Text section
People of Interest: Robert Boyle – January 25, 1627 – December 31, 1691

Robert Boyle was born on January 25, 1627 in Lismore Castle, County of Waterford, Ireland.  He was an Anglo-Irish natural philosopher, chemist, physicist and dabbled in many other areas of study. He published the book The Sceptical Chymist in 1661, and many consider him and his work as the foundation of modern chemistry.  He was a very devout Anglican, and published numerous works in this area as well.

Robert Boyle

One of Boyle’s most famous discoveries was to become the first of the gas laws, relating the pressure of a gas to its volume. With Robert Hooke, a young university student as his laboratory assistant, Boyle began experimenting with air.  Together they made their first great discovery, now known as Boyle’s Law.

J-Tube 2
Boyle used a ‘J’ Tube – Sealed on the Short End, and Open at the Long End

The experiment was performed using a ‘J’ shaped glass tube sealed on the shorter leg, and open to atmosphere on the longer leg.  Quicksilver (mercury) was poured into the tube, such that the level was equal on each side. The volume of the trapped air was noted. Additional mercury was poured into the tube and it was observed that the mercury did not stay level, and measurements of the heights on each tube leg were recorded.  The height difference of the mercury is effectively a measure of the pressure of the trapped air. Boyle, through the experiment and the data,  discovered a relationship between the volume and the pressure of air.  The data as published, is shown below.

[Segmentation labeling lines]

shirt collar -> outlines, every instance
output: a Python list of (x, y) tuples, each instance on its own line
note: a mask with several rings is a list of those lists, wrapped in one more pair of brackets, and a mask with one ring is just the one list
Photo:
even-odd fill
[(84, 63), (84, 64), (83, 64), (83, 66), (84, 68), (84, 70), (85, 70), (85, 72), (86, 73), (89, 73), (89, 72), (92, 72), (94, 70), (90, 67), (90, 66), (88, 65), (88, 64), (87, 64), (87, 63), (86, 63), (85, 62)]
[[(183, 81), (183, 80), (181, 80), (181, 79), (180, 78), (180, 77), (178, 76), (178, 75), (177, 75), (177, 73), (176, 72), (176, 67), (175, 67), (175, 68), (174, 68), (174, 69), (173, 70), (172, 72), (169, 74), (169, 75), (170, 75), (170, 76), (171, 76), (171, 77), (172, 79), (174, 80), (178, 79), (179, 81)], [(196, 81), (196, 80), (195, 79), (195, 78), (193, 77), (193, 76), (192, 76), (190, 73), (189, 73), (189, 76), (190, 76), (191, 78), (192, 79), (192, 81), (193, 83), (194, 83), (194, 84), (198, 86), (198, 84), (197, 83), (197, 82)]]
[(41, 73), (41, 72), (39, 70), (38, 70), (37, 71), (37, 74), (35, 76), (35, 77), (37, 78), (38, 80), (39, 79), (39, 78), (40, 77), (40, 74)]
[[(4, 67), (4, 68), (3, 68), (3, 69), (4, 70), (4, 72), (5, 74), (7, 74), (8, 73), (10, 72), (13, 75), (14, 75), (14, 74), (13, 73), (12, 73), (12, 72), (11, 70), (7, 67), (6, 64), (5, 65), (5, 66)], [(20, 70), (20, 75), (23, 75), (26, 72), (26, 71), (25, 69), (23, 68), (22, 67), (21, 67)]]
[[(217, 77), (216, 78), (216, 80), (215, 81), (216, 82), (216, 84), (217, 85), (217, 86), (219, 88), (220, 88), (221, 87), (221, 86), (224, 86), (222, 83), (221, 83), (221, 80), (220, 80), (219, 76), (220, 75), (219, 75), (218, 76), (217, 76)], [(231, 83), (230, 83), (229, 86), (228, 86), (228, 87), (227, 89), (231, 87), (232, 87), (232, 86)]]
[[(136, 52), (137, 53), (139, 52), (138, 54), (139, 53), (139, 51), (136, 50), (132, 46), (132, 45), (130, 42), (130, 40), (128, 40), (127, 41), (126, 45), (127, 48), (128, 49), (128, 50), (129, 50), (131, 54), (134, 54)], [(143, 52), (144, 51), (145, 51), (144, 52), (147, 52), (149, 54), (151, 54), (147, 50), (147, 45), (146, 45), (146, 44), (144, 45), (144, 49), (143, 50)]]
* * *
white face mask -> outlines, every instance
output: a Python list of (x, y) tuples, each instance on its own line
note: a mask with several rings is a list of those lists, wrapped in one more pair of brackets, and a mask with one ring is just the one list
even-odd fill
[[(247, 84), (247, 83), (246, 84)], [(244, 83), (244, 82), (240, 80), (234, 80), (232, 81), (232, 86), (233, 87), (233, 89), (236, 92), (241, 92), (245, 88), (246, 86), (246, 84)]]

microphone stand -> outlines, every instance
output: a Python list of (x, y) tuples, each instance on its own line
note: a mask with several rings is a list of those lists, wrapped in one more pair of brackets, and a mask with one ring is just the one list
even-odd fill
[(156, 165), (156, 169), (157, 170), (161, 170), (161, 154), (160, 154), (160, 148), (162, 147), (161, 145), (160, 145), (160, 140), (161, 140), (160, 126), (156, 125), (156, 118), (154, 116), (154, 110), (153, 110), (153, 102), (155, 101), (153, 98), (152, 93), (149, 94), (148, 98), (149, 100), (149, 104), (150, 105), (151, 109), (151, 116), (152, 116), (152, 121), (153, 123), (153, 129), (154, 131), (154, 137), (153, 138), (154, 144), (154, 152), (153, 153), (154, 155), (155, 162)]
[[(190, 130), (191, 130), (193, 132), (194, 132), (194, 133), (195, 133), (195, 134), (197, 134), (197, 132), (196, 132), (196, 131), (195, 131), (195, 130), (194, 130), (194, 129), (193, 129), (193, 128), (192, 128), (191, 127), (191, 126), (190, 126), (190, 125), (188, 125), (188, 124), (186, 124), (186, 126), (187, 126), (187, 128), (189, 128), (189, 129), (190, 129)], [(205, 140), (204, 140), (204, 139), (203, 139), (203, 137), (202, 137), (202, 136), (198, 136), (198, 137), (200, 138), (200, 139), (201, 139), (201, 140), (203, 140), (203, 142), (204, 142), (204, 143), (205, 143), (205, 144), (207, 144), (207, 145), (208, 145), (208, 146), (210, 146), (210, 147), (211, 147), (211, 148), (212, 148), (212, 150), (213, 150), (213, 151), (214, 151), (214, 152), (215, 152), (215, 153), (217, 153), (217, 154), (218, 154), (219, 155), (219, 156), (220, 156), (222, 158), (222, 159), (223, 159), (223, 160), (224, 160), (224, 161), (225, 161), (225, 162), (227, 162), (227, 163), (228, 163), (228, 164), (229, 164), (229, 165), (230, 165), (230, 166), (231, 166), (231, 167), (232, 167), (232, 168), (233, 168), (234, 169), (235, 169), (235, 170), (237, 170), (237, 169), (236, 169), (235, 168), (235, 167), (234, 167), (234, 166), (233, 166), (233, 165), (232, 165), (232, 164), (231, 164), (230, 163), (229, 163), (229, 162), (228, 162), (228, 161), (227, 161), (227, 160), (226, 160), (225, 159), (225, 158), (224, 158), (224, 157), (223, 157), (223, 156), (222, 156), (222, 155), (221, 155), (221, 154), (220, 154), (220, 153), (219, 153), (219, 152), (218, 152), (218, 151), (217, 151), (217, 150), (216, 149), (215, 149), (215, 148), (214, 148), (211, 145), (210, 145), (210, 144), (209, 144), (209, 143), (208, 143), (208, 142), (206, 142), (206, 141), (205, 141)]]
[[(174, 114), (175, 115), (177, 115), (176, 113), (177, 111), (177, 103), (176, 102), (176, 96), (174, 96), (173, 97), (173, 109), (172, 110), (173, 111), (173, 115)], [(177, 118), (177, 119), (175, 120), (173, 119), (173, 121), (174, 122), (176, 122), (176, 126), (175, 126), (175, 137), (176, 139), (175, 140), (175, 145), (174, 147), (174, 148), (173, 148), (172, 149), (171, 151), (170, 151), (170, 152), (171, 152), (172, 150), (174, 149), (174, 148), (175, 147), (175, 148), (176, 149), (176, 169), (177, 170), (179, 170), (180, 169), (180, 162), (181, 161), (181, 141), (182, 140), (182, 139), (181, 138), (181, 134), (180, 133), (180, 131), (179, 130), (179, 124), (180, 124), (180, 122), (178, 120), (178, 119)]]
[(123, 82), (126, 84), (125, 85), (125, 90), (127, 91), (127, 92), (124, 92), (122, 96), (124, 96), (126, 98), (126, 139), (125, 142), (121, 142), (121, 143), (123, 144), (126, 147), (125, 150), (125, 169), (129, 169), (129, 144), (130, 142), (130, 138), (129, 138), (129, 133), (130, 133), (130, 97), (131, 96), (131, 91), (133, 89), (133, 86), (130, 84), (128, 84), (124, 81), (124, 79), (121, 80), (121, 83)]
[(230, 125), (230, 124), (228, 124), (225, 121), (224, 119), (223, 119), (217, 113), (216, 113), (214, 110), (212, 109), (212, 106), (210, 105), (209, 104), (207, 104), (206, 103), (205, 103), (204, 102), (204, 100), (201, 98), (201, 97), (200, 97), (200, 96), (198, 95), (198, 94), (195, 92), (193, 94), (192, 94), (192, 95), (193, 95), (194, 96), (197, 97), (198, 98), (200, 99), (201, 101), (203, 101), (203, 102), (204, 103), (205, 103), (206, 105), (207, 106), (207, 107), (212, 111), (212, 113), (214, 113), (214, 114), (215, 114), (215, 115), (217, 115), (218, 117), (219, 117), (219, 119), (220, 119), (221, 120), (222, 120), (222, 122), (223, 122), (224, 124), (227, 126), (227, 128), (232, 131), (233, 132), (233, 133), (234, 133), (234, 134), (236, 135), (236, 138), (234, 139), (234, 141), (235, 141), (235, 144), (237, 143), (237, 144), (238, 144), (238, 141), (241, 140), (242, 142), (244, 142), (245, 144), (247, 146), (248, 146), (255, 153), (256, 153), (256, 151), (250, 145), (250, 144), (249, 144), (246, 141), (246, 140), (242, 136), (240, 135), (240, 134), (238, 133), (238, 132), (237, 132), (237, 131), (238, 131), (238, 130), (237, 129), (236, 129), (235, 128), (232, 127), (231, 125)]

Work to do
1. Quote the Robert Boyle text word for word, starting at "Robert Boyle was" and ending at "as Boyle’s Law.".
2. Extend the Robert Boyle text past its final sentence, in the same style.

Solved tasks
1.
Robert Boyle was born on January 25, 1627 in Lismore Castle, County of Waterford, Ireland.  He was an Anglo-Irish natural philosopher, chemist, physicist and dabbled in many other areas of study. He published the book The Sceptical Chymist in 1661, and many consider him and his work as the foundation of modern chemistry.  He was a very devout Anglican, and published numerous works in this area as well.

Robert Boyle

One of Boyle’s most famous discoveries was to become the first of the gas laws, relating the pressure of a gas to its volume. With Robert Hooke, a young university student as his laboratory assistant, Boyle began experimenting with air.  Together they made their first great discovery, now known as Boyle’s Law.

2.
Boyle's Data

Boyle noticed the pressure times the volume of air for the initial condition equaled the pressure times the volume at any other mercury height.

Known as Boyle’s Law – P ∝ 1/V,      pressure is proportional to the inverse of the volume

Alternately, PV = k,       pressure times volume is equal to a constant

For comparing the same substance under two different sets of conditions, the law can be expressed as P1V1 = P2V2

Of note is that Boyle’s Law, combined with Charles’s law and Gay-Lussac’s Law formed the combined gas law, and in combination with Avogadro’s law is the basis for the ideal gas law – PV=nRT, which include temperature, the amount of the substance, and the ideal gas constant to the mix.

It is noted that Boyle credited fellow scientist Richard Towneley for making the connection between the pressure of a gas and volume, but Boyle’s experiments and observations using the ‘J’ tube confirmed Towneley’s predictions, and the rest as they say is history.

If you would like to talk about compressed air or any of the EXAIR Intelligent Compressed Air® Products, feel free to contact EXAIR and myself or one of our Application Engineers can help you determine the best solution.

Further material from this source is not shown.